(EXTRACTED TEXT):
The problem that I got is when i got to runlevel 3 . I get :

The current lvl is : 3 and number of arguments is : 1 I am at line 10 . The command is start

Why it's getting start argument and I didn't pass any argument.
Function start is for creating the file and function stop is for deleting the file and they are working fine
I can make the script work fine if I remove the test condition on the number of arguments and let the script just delete the file when it's at lvl 3

but the thing that it tells me that the number of argument is 1 and it starts doesn't enter my mind. I have already done much research and I didn't find any solution.

#! /bin/bash
# chkconfig: 35 99 01
# description : some startup script

#### Constants
FILE="/home/ayadi/Desktop/inittp"
CURRENT_LVL="$(runlevel | awk '{print $2}')"
echo "The current lvl is : $CURRENT_LVL and number of arguments is : $# "

(Dataset rows showing where objects appear):
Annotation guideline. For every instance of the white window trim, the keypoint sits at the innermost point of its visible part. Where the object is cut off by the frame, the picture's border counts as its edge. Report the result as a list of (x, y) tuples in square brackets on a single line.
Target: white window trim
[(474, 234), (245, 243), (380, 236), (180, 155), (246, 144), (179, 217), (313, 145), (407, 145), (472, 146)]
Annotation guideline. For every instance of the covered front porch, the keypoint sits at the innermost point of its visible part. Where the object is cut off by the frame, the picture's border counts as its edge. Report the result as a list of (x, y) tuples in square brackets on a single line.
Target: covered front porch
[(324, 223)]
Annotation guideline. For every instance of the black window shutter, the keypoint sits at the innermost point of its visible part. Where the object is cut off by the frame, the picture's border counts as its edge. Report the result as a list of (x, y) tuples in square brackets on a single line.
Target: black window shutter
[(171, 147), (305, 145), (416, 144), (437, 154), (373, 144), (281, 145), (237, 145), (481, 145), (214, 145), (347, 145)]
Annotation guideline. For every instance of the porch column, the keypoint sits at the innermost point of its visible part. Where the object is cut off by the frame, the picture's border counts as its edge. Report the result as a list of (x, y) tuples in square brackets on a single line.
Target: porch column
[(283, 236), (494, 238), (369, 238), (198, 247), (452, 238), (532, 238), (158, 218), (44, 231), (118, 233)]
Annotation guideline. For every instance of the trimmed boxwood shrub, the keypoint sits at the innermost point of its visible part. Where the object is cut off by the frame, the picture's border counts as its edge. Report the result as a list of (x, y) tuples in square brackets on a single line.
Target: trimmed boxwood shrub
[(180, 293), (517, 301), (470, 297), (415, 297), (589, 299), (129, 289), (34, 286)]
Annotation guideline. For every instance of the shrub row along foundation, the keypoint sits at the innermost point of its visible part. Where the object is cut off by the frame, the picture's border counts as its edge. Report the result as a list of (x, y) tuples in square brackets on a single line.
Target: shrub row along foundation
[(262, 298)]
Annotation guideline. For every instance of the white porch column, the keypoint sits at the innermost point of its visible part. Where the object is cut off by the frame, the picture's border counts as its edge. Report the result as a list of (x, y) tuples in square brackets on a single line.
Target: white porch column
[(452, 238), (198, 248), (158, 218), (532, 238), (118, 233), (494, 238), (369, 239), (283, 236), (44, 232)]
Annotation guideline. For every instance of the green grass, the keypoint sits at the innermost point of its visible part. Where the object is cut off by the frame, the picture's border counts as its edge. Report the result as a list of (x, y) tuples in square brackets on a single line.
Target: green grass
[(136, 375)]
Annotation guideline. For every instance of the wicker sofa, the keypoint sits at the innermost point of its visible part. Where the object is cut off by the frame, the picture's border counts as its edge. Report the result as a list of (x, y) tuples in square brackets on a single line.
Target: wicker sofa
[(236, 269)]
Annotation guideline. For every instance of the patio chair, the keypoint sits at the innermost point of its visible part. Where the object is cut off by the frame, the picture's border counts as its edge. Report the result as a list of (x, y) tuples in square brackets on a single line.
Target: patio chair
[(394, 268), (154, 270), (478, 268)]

* * *

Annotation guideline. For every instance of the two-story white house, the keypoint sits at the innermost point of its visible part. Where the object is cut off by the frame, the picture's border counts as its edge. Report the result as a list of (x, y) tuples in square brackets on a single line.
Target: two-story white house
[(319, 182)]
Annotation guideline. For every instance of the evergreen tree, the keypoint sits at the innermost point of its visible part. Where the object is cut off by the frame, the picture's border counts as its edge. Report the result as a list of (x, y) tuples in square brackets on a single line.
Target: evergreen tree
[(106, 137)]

(SET EXERCISE 1): Using the init script post, decide whether each statement agrees with it. Answer yes or no for each one, and quote the words from the post that settle it. (a) The functions that create and delete the file work properly. (b) The writer passed the argument "start" to the script. (c) The writer's research turned up a solution.
(SET EXERCISE 2): Continue the init script post, starting after its last line.

(WRITTEN REPLY 1):
(a) Yes: "Function start is for creating the file and function stop is for deleting the file and they are working fine"
(b) No: "I didn't pass any argument."
(c) No: "I have already done much research and I didn't find any solution."

(WRITTEN REPLY 2):
echo "I am at line 10 . The command is $1"

#### Functions
start(){
    if ! [[ -f "$FILE" ]];
    then
    touch "$FILE"
    echo "File Created..."
    else
    echo "File Does Exist..."
    fi
}
stop(){
    if [[ -f "$FILE" ]];
    then
    rm "$FILE"
    echo "File Deleted..."
    else
    echo "File Does Not Exist..."
    fi
}

#### Main

if [ $# -eq 0 ]
then
    echo "Entred the arguments -eq 0"
    if [ "$CURRENT_LVL" == "5" ]
    then
        echo "Entred the if current lvl 5 statement"
        start
    fi
    if [ "$CURRENT_LVL" == "3" ]
    then
        echo "Entred the if current lvl 3 statement"
        stop
    fi

else

case "$1" in
    [sS][tT][aA][rR][tT])
        if  ! ([ -e "$FILE" ])
        then
        echo "I am the case statement.the command is $1"
        start
        fi
        ;;
    [sS][tT][oO][pP])
        if [ -e "$FILE" ]
        then
        stop
        fi
        ;;
    *)
        echo "Please enter start or stop"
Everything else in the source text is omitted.